[Página]
####
Cuerpos
Después de esto quizá haya que darle una vuelta a la tesis de Jorge Manrique que defendía que la muerte nos acaba igualando a todos. Yo, al menos, a partir de esta experiencia, no me atreveré a asegurárselo a mis alumnos.
Resulta muy curiosa la forma en que en euskera diferenciamos un cuerpo vivo –gorputza– de uno inerte –gorpua–: como si el soplo de vida estuviera en esas dos consonantes, en ese fonema sibilante, y desapareciera cuando no las pronunciamos. No tiene nada que ver «bere gorputza» con «bere gorpua». El primero puede estar cargado de deseo; el segundo de impotencia, de fatalidad, de desánimo; de consternación, incluso. De incredulidad.
El caso es que termina el verano y con él deberían haber vuelto los cuerpos, los bañadores a sus cuarteles de invierno. Sin embargo, este septiembre está siendo especialmente atípico, paradójico. Llevamos días, semanas, hablando, centrándonos, por diferentes motivos, en «el cuerpo», en los «cuerpos».
Un reciente tuit de Almudena Ariza (@almuariza), «Para unos muertos tanto y para otros tan poco», acompañado de un vídeo en que se exhuman los cuerpos encontrados en Izium, me ha roto todos los esquemas.
Muy hartita tenía que estar ya la Almu, muy saturadita de barro y de calamidades; hasta las cartolas estaría de vistas aéreas de las colas kilométricas de Londres para soltar ese ramalazo reivindicativo que uno no se espera, pero que agradece muchísimo, en un corresponsal políticamente correcto. Es algo que no hubiera dicho ni harta de vino en una conexión en directo: la periodista nos ha hecho reparar con apenas cuarenta y cinco caracteres en la coincidencia temporal de esas escenas del pinar sembrado de fosas con las de los fastos del funeral de Isabel II. En el agravio comparativo: unos enterrados y desenterrados a pelo y precipitadamente, aprovechando un claro en el bosque y una noche de luna nueva; otros con un poco más de calma y algo de protocolo.
####
[Datos mostrados]
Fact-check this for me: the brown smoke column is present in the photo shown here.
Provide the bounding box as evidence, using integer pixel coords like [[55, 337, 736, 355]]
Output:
####
[Tareas]
**a.** Según el artículo «Cuerpos», ¿qué palabra en euskera designa un cuerpo inerte?
**b.** Transcribe del artículo «Cuerpos» el fragmento que va desde «Muy hartita tenía» hasta «algo de protocolo.».
**c.** Prolonga el artículo «Cuerpos» a partir de su última frase.

[Respuestas por tarea]
**a.** Gorpua.

**b.**
Muy hartita tenía que estar ya la Almu, muy saturadita de barro y de calamidades; hasta las cartolas estaría de vistas aéreas de las colas kilométricas de Londres para soltar ese ramalazo reivindicativo que uno no se espera, pero que agradece muchísimo, en un corresponsal políticamente correcto. Es algo que no hubiera dicho ni harta de vino en una conexión en directo: la periodista nos ha hecho reparar con apenas cuarenta y cinco caracteres en la coincidencia temporal de esas escenas del pinar sembrado de fosas con las de los fastos del funeral de Isabel II. En el agravio comparativo: unos enterrados y desenterrados a pelo y precipitadamente, aprovechando un claro en el bosque y una noche de luna nueva; otros con un poco más de calma y algo de protocolo.

**c.**
Descoloca por cierto que la propia reina –nos lo han repetido hasta la saciedad– hubiera revisado todos y cada uno de los detalles de estos diez días de exequias; ese «cuerpo» de acá para allá. Posiblemente haya sido la mayor prueba de inteligencia –llamémoslo sagacidad o astucia– de todo su reinado: había que convertir ese momento de debilidad en fortaleza; resucitar, con una muerte solemne, una monarquía sepultada; convertir ese tránsito al más allá en un baño de masas, apuntalar la institución.
No sé, pero, después de esto, quizá haya que darle una vuelta a la tesis de Jorge Manrique que defendía –ingenuo– que la muerte nos acaba igualando a todos. Aquello de «los que viven por sus manos y los ricos». Yo, al menos, a partir de esta experiencia, no me atreveré a asegurárselo a mis alumnos. De hecho dudo que me crean. Algunos ríos no desembocan de la misma manera que otros: unos se funden mansamente o se despeñan pero otros se demoran en un delta infinito, en una marisma, y no acaban nunca de morir del todo.
En fin.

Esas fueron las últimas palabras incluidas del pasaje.